Problem to solve
Reproduce the items below verbatim, from the very first line down through the line that contains "column 169, row 205", and leave the pictures out of your output.
----
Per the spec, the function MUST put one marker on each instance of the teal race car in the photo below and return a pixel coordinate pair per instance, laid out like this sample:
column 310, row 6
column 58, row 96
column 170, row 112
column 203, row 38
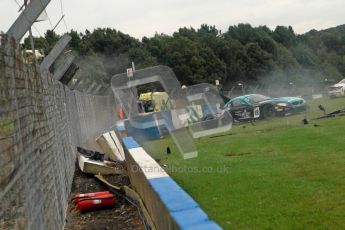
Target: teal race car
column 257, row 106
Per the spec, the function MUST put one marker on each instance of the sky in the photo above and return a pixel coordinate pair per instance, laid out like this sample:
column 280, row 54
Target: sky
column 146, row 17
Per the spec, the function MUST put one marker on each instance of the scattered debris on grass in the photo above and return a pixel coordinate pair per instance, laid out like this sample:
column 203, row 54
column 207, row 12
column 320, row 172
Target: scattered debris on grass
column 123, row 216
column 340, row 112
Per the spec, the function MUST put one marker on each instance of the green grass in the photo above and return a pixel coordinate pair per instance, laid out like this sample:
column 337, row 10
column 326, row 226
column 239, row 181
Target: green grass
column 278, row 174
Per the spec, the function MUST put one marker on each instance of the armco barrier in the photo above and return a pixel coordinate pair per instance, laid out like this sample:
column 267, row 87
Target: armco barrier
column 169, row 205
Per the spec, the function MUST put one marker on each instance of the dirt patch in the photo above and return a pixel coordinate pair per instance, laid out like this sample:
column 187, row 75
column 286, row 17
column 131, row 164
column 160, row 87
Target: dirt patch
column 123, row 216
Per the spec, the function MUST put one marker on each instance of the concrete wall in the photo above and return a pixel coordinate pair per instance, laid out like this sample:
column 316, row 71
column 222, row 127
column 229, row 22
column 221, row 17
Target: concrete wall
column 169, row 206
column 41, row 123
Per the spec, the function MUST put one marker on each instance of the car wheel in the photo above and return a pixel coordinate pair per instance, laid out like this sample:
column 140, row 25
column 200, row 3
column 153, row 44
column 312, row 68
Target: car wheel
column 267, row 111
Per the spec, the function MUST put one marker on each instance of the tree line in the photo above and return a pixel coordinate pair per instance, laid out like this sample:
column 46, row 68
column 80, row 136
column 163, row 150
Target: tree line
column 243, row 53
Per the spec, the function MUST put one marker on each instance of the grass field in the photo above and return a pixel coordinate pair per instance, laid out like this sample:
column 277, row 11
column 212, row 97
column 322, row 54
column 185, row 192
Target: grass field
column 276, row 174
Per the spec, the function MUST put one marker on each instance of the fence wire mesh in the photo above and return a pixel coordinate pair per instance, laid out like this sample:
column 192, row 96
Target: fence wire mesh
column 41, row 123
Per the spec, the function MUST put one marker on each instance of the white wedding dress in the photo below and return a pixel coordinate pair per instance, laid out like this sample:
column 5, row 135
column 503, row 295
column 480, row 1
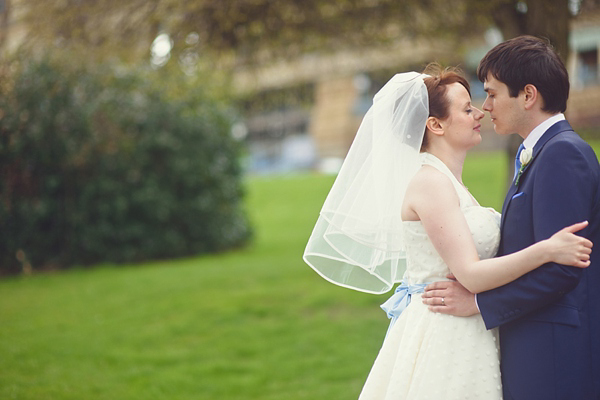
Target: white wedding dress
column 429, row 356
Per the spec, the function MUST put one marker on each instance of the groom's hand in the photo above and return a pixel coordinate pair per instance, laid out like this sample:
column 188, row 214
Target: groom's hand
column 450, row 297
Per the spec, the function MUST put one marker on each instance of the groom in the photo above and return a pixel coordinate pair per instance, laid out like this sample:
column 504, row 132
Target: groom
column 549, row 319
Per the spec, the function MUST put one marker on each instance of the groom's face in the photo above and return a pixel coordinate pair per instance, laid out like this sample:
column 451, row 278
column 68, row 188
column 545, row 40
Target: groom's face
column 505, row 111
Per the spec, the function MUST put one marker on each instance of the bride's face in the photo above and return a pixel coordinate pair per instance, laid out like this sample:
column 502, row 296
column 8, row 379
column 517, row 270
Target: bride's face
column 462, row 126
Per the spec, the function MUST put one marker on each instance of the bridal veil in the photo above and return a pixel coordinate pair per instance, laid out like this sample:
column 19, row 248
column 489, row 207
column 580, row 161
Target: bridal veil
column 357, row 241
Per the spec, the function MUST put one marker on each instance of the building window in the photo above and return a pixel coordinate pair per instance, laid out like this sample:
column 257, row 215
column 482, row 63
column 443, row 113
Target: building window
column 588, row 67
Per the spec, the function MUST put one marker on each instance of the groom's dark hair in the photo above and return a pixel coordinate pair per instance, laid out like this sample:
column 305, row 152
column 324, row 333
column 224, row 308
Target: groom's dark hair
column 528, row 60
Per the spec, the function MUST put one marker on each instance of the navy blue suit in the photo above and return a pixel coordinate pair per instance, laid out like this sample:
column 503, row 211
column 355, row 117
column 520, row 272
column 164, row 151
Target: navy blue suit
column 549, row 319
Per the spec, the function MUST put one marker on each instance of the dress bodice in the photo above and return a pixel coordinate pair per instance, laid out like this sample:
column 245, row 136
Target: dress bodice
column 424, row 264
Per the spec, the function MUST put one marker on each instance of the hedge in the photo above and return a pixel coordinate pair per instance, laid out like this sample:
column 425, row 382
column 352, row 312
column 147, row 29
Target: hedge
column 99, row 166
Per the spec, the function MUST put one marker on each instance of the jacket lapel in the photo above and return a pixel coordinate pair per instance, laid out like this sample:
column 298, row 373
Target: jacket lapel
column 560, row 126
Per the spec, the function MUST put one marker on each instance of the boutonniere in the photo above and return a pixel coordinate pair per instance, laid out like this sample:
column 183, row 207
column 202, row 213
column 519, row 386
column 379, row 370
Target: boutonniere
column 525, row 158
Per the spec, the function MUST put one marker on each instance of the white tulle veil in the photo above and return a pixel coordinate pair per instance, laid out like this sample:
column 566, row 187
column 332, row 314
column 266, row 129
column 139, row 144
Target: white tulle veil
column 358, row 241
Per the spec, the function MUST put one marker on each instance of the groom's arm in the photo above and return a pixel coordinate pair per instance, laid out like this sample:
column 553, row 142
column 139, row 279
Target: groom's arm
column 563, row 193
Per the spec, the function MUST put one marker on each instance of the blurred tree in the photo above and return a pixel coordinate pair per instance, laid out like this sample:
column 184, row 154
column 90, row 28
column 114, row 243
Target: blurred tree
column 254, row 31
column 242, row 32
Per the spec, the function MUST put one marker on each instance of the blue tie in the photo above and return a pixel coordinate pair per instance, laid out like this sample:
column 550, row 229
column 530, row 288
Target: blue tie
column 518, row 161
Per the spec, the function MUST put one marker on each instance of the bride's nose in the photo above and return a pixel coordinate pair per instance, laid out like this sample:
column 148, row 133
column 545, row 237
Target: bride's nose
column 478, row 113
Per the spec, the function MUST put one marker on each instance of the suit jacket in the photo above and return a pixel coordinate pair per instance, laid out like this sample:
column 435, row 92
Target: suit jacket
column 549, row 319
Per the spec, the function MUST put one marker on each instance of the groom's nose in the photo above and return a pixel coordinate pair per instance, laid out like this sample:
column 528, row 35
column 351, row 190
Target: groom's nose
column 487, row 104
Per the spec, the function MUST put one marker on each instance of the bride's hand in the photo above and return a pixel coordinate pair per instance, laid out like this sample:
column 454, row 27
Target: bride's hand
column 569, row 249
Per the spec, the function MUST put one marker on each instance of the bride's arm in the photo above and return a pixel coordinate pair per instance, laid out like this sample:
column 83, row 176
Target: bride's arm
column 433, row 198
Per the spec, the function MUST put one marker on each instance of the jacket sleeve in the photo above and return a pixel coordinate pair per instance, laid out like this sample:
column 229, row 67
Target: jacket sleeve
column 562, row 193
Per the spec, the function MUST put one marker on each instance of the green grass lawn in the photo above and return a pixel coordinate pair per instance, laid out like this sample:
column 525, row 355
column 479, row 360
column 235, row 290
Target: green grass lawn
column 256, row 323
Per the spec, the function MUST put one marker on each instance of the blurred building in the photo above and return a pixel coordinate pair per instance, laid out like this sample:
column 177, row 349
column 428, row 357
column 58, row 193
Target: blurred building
----
Answer to this problem
Per the spec, the function MUST put one marker on each instance of the teal race car in the photo below and return a pixel coordinate pair per instance, laid out like this sample:
column 310, row 6
column 58, row 96
column 170, row 112
column 203, row 38
Target: teal race car
column 257, row 106
Per the spec, the function MUST put one marker on each instance of the sky in the photo above and return a pixel coordinate pair per instance, laid out like this sample:
column 280, row 54
Target: sky
column 146, row 17
Per the spec, the function MUST put one marker on each instance of the scattered debris on grass in the photo above and return a pixel coordinate pair per instance, laid out like this sample:
column 203, row 54
column 207, row 12
column 320, row 172
Target: scattered debris on grass
column 123, row 216
column 340, row 112
Per the spec, the function MUST put one marker on each instance of the green grass in the photo above and return a pixel coordinate pair per instance, laid out like this sample:
column 337, row 10
column 326, row 226
column 239, row 181
Target: green grass
column 278, row 174
Per the spec, the function MUST put one marker on each instance of the armco barrier in the photo above and return a pixel coordinate pair per instance, laid out like this sample:
column 267, row 87
Target: armco barrier
column 169, row 205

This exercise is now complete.